Instruction
State how many lines of the listing below contain the word "blurred". Give only the number.

Records to use
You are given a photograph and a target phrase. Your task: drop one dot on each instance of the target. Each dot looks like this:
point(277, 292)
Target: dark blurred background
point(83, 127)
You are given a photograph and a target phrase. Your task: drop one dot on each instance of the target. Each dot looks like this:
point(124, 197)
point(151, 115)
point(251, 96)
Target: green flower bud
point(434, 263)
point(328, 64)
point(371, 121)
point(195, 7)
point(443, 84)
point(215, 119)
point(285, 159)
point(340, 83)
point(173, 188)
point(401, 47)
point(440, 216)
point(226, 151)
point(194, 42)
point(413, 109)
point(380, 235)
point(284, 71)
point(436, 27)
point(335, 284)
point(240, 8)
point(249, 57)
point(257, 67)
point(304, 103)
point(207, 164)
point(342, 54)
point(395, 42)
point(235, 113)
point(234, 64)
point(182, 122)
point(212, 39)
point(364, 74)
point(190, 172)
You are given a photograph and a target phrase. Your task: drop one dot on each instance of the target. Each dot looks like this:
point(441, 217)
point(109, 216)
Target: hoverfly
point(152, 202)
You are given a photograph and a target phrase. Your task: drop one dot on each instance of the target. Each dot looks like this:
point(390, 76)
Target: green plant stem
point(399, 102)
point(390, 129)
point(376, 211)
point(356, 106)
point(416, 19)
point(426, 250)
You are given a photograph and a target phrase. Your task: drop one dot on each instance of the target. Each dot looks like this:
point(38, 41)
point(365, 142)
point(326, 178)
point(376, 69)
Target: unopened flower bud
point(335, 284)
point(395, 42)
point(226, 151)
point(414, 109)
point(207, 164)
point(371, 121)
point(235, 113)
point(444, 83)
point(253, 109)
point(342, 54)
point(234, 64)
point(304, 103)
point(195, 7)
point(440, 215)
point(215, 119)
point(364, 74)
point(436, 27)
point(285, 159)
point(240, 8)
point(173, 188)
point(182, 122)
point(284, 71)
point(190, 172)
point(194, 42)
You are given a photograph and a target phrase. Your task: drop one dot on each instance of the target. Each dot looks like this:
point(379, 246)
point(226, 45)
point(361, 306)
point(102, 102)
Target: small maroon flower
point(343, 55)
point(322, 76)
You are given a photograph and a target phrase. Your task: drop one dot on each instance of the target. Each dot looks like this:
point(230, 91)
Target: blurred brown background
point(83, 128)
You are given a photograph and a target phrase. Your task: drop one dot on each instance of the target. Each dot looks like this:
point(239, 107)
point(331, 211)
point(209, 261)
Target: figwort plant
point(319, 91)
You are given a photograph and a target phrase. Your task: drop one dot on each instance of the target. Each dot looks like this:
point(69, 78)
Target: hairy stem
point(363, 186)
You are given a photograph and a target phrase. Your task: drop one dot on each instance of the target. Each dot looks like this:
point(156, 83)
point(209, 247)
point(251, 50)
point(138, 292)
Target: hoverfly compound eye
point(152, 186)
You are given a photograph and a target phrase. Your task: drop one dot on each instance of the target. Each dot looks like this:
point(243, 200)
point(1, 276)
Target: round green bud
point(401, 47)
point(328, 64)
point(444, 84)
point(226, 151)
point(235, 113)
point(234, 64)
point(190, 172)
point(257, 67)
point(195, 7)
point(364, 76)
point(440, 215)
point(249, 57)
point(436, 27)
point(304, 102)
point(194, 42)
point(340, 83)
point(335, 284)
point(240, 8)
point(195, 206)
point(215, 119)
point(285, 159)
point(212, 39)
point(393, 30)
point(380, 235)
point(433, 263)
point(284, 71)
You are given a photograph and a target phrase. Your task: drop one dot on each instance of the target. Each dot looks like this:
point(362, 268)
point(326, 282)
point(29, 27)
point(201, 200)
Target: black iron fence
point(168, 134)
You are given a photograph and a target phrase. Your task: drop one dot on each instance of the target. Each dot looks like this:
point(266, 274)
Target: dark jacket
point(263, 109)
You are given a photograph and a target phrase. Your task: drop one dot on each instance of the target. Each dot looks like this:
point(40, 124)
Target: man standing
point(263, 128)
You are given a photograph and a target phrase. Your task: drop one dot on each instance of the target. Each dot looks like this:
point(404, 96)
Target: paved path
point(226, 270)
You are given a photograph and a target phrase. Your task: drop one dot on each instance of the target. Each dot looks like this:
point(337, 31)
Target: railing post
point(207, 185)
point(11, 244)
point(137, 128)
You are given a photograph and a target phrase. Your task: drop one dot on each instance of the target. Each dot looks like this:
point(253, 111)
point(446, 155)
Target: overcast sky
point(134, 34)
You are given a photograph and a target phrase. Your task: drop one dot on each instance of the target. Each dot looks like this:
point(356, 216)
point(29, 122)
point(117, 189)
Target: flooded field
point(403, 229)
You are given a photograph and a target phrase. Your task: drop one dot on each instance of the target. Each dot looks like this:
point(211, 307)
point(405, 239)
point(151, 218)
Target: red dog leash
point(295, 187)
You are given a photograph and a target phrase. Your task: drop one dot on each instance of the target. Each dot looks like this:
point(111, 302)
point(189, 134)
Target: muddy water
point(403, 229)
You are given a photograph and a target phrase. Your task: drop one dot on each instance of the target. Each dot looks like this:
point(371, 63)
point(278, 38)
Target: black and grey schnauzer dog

Full output
2